- Tareas a realizar -
(1) Cita sin cambios el tramo del texto sobre el pensamiento propio que va desde "La cuestión puede" hasta "oficiales o de moda?".
(2) Prosigue el texto sobre el pensamiento propio a partir de su última oración.

- Fragmento del documento -
•••
Por supuesto, el producto nunca es personal, pero ha de ser necesariamente efímero y rentable económicamente.

La cuestión puede ser frívola en lo que al vestir ser re'ere y en ello no voy a entrar. Sin embargo, me parece mucho más peligroso el imperio de la moda prêt-à-porter en lo que se refiere al mundo de las ideas.

Tal vez exista, permítanme la licencia, algún laboratorio oculto y encargado de diseñar la supresión del pensamiento propio, del sentido común y del coraje de atreverse a pensar por sí mismo. De otro modo,
no acierto a explicarme tal cantidad de barbaridades legislativas y de modas intelectuales, entre las cuales están, cómo no, las pedagógicas.

Situados ya en la segunda década del siglo XXI, ¿hemos alcanzado, de verdad, la mayoría de edad? ¿Somos capaces de atrevernos a pensar por nosotros mismos?

¿A expresar nuestras ideas y a argumentarlas frente a las teorías oficiales o de moda?

El problema trasciende del ámbito educativo y es un síntoma más de la decadencia intelectual y moral de occidente, pero debe detectarse en la escuela y en ella debe empezar a solucionarse. ¿Por qué cuesta
tanto tener criterio y pensamiento propio y, en caso de tenerlo, expresarlo con respeto, pero con firmeza?
•••
- Datos almacenados -
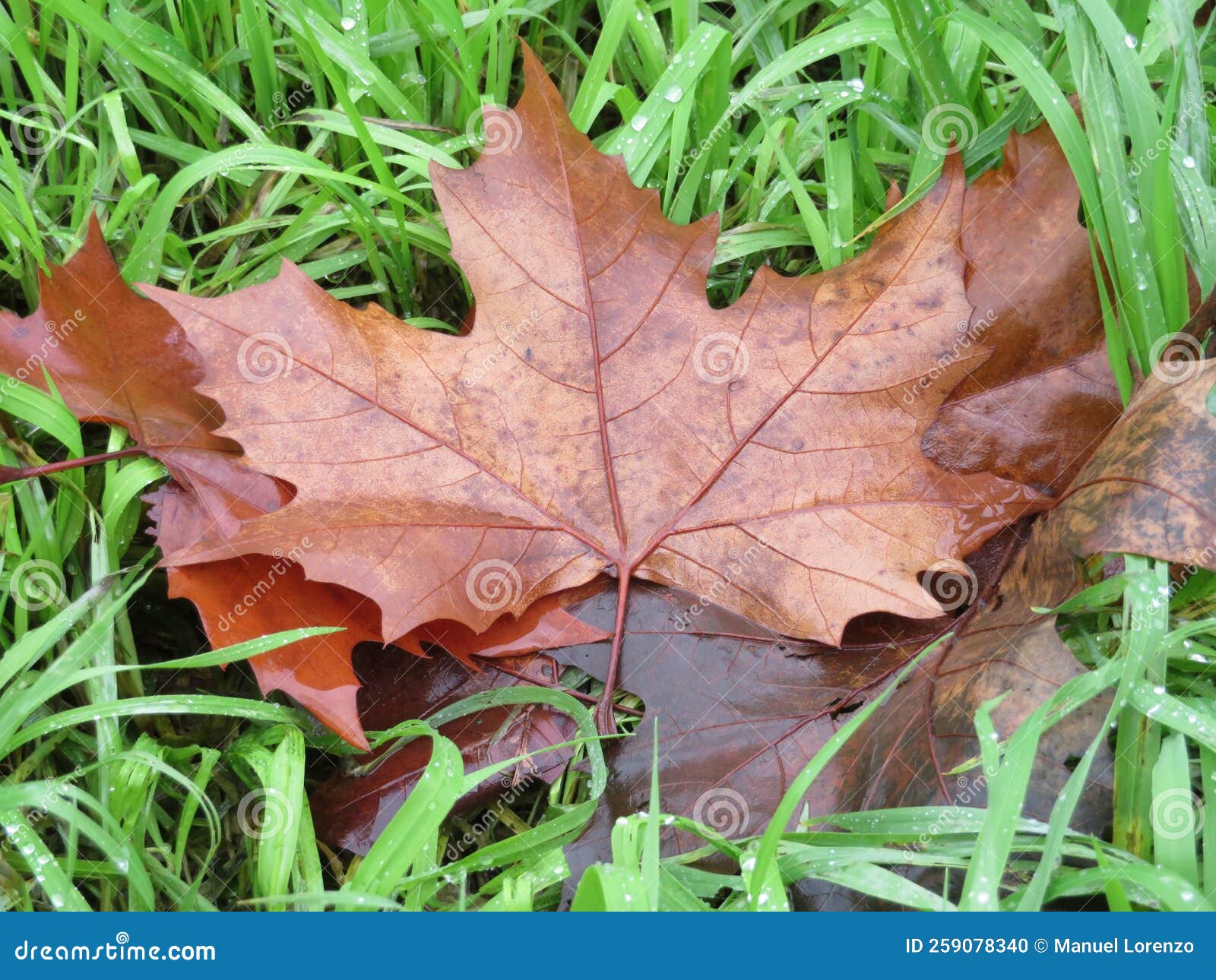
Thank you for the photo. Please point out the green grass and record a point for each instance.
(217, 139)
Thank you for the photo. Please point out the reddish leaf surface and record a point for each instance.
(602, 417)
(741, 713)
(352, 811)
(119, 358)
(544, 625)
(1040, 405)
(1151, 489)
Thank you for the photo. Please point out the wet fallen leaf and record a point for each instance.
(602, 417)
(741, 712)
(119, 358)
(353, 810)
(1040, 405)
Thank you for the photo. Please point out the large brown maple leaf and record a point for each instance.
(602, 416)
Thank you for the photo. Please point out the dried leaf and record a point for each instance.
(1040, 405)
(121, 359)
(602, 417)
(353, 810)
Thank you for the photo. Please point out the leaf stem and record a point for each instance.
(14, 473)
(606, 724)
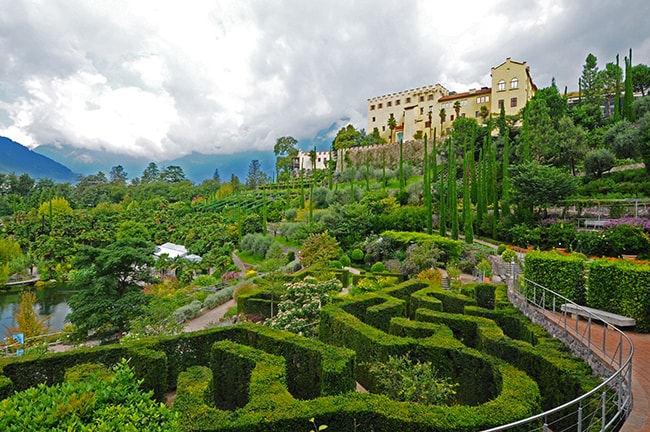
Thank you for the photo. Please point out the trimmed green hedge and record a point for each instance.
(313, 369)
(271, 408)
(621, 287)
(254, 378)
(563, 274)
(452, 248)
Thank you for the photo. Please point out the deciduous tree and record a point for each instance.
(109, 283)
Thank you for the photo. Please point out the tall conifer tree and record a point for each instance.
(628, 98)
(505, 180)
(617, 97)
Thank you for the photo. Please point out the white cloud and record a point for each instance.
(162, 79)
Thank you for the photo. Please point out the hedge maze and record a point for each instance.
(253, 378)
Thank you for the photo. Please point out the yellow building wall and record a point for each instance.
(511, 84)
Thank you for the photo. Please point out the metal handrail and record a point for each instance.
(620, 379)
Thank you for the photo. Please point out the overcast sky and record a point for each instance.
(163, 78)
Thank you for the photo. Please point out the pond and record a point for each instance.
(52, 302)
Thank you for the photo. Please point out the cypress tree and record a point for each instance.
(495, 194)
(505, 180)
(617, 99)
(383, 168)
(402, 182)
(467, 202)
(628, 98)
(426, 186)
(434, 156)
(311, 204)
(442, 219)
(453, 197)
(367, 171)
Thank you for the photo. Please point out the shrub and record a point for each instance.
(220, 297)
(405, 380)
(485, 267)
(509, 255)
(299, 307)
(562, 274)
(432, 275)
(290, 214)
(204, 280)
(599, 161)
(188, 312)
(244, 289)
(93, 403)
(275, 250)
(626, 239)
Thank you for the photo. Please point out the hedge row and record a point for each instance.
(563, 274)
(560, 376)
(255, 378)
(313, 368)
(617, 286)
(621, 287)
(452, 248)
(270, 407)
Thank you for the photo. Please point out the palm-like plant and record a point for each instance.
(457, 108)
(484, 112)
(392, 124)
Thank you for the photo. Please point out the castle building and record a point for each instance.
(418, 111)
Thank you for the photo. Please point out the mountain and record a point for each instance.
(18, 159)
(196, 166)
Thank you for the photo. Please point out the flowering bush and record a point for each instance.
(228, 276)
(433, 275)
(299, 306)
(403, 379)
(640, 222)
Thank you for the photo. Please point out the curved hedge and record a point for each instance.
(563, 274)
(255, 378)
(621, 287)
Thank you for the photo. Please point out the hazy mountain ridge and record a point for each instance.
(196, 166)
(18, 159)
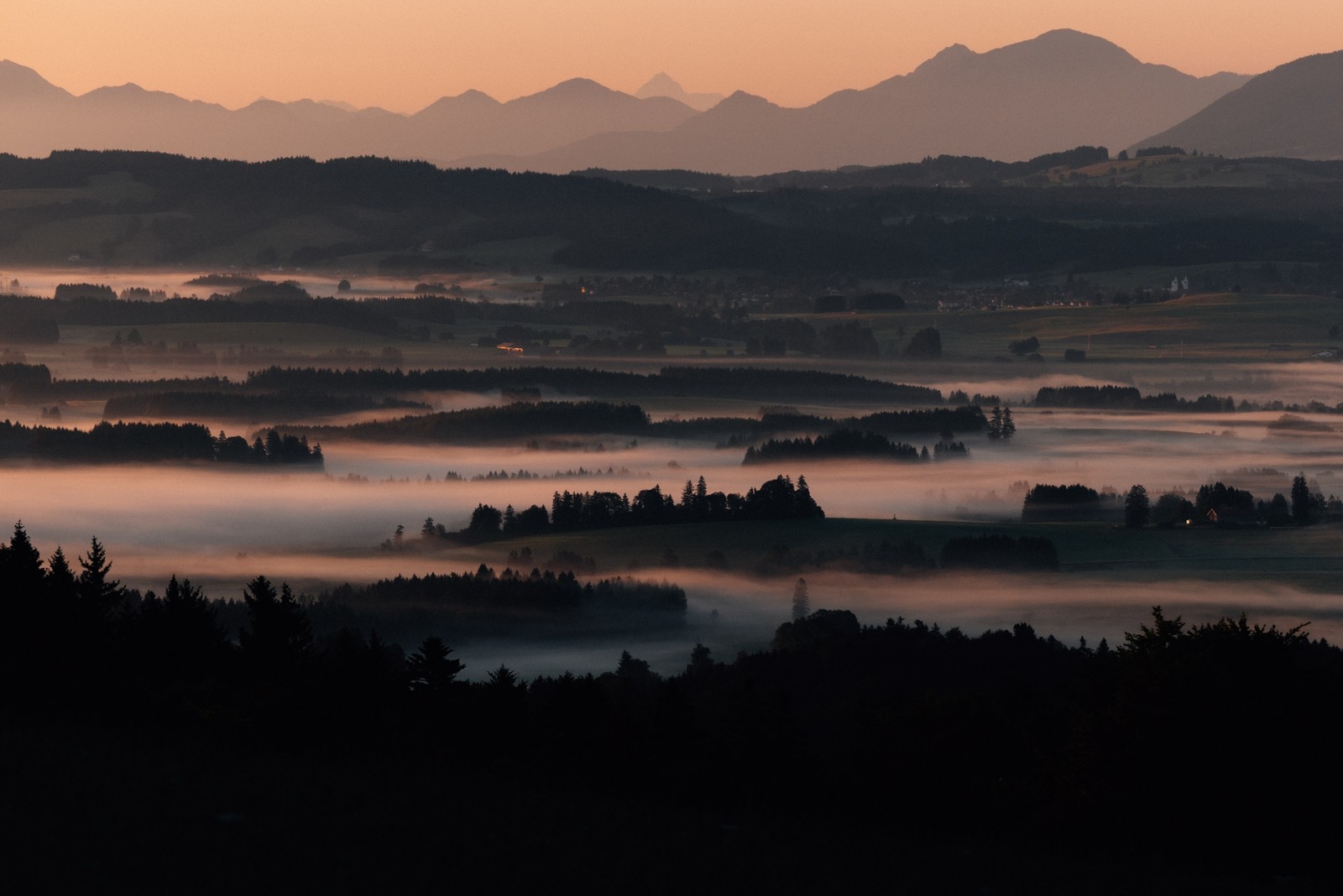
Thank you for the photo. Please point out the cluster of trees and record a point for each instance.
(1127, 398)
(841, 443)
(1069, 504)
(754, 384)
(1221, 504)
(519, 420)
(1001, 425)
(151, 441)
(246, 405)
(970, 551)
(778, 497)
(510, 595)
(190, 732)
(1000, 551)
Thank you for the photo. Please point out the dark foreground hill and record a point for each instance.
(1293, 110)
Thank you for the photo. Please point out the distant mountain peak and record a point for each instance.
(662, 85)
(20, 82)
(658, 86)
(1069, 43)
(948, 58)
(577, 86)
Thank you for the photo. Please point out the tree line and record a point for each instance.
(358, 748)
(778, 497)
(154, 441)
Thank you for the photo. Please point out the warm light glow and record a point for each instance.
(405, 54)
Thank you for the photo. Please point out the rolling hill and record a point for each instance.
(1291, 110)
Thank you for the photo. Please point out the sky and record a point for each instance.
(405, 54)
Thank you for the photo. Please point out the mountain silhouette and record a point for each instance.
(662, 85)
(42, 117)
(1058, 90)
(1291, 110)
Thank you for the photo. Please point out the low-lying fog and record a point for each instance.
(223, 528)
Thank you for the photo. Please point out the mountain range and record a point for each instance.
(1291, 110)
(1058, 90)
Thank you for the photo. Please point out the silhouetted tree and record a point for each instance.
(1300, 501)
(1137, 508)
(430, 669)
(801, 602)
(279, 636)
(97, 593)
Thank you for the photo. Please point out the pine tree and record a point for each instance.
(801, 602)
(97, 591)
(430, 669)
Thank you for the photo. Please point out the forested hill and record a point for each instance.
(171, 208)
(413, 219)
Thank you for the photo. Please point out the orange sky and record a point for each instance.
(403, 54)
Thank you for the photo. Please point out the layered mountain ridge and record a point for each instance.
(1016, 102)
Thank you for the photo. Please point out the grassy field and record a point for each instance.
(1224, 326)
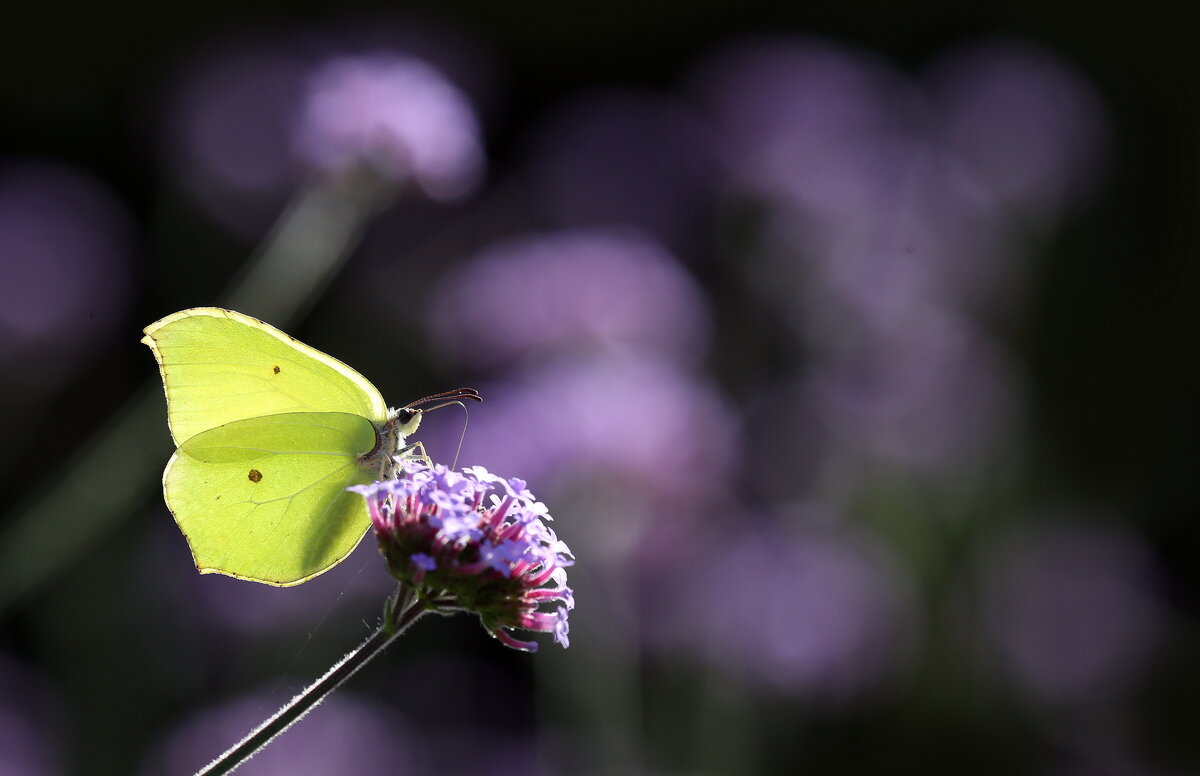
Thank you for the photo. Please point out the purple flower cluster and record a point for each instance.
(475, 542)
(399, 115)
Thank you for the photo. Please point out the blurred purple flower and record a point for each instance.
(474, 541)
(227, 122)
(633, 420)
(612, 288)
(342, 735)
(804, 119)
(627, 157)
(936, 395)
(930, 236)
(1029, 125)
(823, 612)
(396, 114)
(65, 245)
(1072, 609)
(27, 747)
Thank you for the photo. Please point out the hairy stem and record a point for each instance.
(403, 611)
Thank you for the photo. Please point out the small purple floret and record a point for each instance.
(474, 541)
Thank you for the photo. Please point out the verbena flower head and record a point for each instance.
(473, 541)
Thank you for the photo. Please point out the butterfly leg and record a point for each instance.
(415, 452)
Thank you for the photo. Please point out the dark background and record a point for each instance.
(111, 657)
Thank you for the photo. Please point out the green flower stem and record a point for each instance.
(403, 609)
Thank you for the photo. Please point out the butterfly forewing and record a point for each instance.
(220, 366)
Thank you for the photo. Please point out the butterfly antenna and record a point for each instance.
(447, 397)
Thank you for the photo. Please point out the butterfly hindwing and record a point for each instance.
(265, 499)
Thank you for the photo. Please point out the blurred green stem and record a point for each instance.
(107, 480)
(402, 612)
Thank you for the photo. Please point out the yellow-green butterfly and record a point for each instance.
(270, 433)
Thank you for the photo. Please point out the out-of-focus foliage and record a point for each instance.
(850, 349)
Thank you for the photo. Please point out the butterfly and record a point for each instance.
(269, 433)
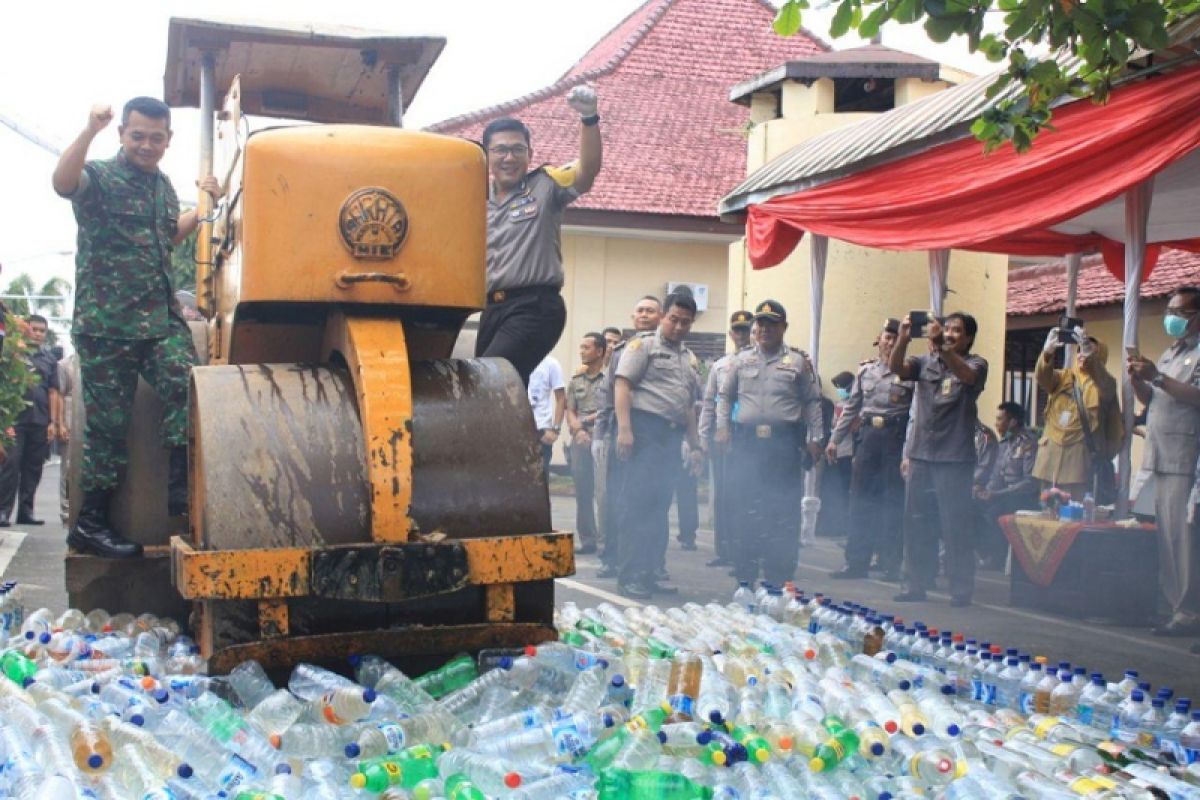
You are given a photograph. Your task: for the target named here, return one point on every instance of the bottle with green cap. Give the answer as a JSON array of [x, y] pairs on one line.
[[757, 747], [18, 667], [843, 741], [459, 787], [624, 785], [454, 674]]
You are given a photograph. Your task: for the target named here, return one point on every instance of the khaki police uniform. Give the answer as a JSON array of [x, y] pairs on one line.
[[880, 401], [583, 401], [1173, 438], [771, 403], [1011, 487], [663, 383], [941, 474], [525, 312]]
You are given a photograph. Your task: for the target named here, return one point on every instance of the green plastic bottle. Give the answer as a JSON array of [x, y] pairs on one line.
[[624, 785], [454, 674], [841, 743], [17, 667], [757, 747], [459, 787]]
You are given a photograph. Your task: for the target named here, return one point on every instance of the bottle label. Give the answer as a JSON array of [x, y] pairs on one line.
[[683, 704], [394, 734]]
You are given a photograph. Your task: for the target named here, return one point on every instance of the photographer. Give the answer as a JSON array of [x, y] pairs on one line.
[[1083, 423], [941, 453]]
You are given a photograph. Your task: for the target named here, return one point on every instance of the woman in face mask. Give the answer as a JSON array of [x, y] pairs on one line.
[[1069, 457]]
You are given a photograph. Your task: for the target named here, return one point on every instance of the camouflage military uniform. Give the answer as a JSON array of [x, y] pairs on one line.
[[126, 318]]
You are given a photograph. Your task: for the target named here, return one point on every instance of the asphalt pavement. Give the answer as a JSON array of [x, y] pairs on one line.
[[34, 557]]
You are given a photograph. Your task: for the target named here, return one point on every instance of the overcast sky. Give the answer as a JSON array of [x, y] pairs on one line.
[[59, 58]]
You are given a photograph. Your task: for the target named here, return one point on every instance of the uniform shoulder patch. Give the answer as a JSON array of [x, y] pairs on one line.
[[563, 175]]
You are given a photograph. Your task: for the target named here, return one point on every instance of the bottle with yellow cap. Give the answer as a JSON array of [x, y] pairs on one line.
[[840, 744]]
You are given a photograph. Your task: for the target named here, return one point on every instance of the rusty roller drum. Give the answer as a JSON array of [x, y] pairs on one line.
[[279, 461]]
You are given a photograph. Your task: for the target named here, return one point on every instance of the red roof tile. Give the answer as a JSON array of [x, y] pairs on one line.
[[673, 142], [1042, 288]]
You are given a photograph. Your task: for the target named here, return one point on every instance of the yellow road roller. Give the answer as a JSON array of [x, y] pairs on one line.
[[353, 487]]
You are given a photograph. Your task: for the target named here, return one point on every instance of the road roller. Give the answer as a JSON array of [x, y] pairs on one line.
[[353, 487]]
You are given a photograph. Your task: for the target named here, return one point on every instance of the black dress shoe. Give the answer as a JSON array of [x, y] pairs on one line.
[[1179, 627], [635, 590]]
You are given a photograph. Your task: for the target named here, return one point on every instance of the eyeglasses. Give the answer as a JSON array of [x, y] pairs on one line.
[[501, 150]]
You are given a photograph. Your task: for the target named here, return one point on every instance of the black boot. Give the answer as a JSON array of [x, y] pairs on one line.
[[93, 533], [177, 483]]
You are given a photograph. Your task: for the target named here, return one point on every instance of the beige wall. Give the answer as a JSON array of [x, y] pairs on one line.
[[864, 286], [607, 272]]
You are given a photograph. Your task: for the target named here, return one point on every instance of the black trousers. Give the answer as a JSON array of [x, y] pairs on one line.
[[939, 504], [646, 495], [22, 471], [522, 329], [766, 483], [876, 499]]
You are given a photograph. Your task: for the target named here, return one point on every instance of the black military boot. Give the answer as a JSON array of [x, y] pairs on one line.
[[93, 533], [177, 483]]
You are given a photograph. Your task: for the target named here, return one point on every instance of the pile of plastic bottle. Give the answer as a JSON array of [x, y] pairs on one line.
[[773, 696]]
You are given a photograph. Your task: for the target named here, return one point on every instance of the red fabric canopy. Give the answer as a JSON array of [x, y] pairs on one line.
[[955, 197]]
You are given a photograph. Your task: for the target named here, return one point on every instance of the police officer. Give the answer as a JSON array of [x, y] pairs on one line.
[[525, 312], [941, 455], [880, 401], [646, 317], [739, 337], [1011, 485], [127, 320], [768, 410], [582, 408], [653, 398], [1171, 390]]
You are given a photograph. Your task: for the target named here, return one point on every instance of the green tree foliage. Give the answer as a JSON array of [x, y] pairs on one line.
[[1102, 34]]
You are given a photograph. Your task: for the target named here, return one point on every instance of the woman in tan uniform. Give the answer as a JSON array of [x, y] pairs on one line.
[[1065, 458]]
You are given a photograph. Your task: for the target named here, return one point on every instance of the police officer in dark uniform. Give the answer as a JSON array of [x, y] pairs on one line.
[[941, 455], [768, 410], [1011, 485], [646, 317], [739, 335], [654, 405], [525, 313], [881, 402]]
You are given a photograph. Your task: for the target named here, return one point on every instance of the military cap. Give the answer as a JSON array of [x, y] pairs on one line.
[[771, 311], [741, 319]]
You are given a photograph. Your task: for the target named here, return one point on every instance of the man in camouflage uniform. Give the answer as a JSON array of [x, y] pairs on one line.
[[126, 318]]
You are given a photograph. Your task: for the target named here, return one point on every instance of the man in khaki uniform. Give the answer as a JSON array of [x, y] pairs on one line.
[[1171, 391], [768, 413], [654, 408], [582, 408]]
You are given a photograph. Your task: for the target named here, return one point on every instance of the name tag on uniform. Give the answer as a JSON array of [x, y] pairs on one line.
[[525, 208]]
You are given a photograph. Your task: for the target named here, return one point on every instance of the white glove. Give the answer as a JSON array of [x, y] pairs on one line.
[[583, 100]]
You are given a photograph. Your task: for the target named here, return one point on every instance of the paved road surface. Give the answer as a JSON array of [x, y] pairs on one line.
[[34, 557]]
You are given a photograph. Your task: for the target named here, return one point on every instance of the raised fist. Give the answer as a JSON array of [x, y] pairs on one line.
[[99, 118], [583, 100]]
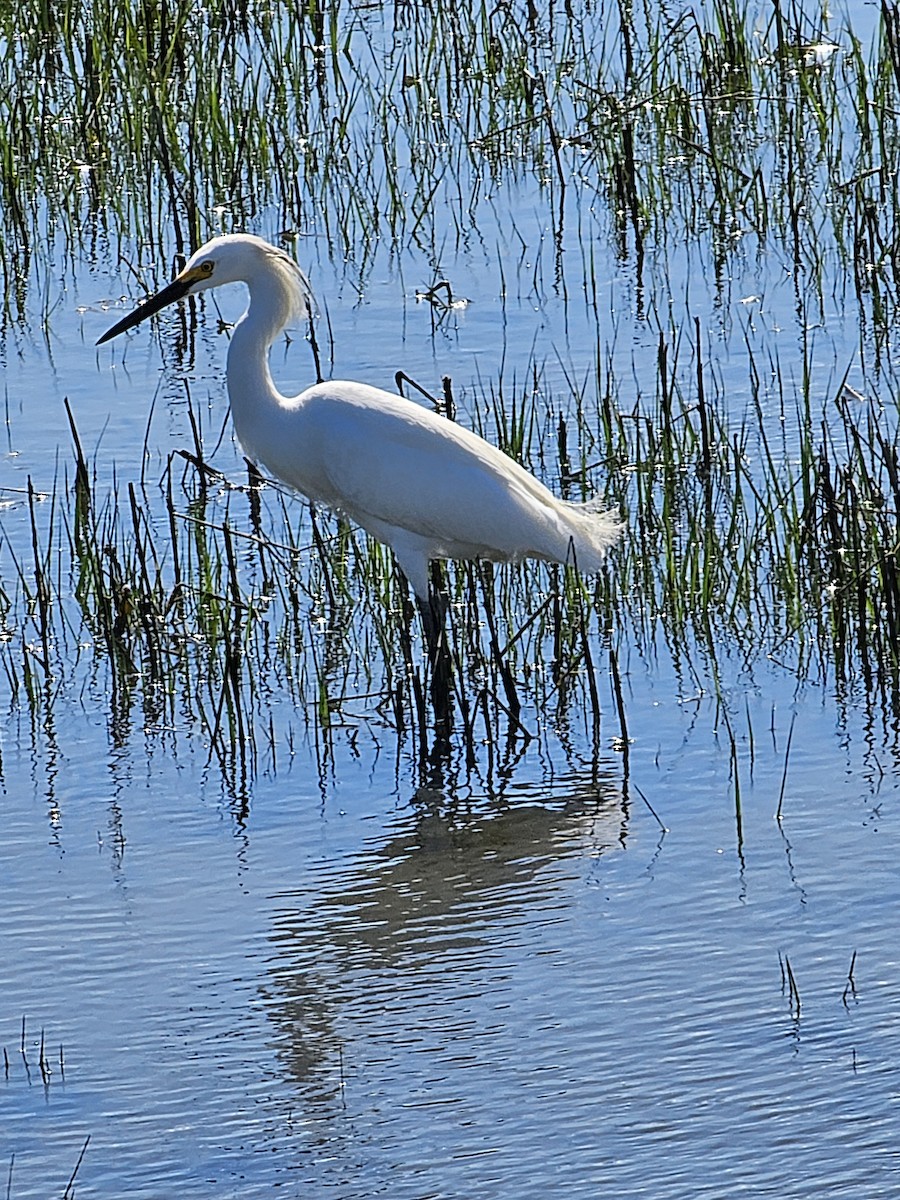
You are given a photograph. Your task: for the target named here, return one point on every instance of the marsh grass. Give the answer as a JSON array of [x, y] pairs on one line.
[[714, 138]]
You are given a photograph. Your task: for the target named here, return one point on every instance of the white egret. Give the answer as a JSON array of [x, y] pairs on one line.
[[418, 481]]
•••
- Resultados de las tareas -
(1)
La cuestión puede ser frívola en lo que al vestir ser re'ere y en ello no voy a entrar. Sin embargo, me parece mucho más peligroso el imperio de la moda prêt-à-porter en lo que se refiere al mundo de las ideas.

Tal vez exista, permítanme la licencia, algún laboratorio oculto y encargado de diseñar la supresión del pensamiento propio, del sentido común y del coraje de atreverse a pensar por sí mismo. De otro modo,
no acierto a explicarme tal cantidad de barbaridades legislativas y de modas intelectuales, entre las cuales están, cómo no, las pedagógicas.

Situados ya en la segunda década del siglo XXI, ¿hemos alcanzado, de verdad, la mayoría de edad? ¿Somos capaces de atrevernos a pensar por nosotros mismos?

¿A expresar nuestras ideas y a argumentarlas frente a las teorías oficiales o de moda?

(2)
En primer lugar, por la superficialidad reinante que nos adormece: preferimos vivir anestesiados en el mundo de las sensaciones, sin atrevernos a pensar, bien sea por comodidad o por miedo a las consecuencias de nuestra reflexión, entre las cuales no es menor la de encontrarnos con nosotros mismos, con nuestro vacío interior, y con aquellos principios intelectuales y morales que nos siguen incordiando. “La televisión actual –decía hace años una pensadora– demuestra que el hombre moderno es capaz de ver cualquier cosa con tal de no verse a sí mismo”.

La segunda causa puede ser que, aunque aún tengamos principios o ideas propias, no estamos dispuestos o no somos capaces de luchar por ellos. No queremos luchar contra corriente y justificaciones no nos faltan;
pero, ¿qué sería de la sociedad actual si Santa Teresa, Gandhi, el Greco o Einstein no se hubieran atrevido a ser diferentes?

Esa falta de compromiso con los principios, que algún día fueron nuestros, nos lleva a una mediocridad intelectual, a esperar qué dirán los demás para apuntarnos a la opinión de moda y, a veces, a un pasotismo moral con la consiguiente inacción social. El afán de agradar, de no complicarse la vida, esconde, en el fondo, un infantilismo de querer complacer a todos y el miedo a la reacción del qué dirán que, en manos de la megafonía de las redes sociales, se ha convertido en el “gran hermano” que todo lo ve, juzga y condena.

Tenemos pánico a ser “el salvaje” que tiene vida propia, no seriada ni amorfa, en este nuevo “mundo feliz” en que aparentemente vivimos.

La tercera posible causa, consecuencia de las dos anteriores, es que hemos perdido la sensibilidad moral, la capacidad de intuir, de captar los valores. Con gran acierto decía una pensadora que el bien solo se comprende cuando se practica y el mal cuando se evita, dicho de otro modo, que quien no vive como piensa, acaba pensando como vive.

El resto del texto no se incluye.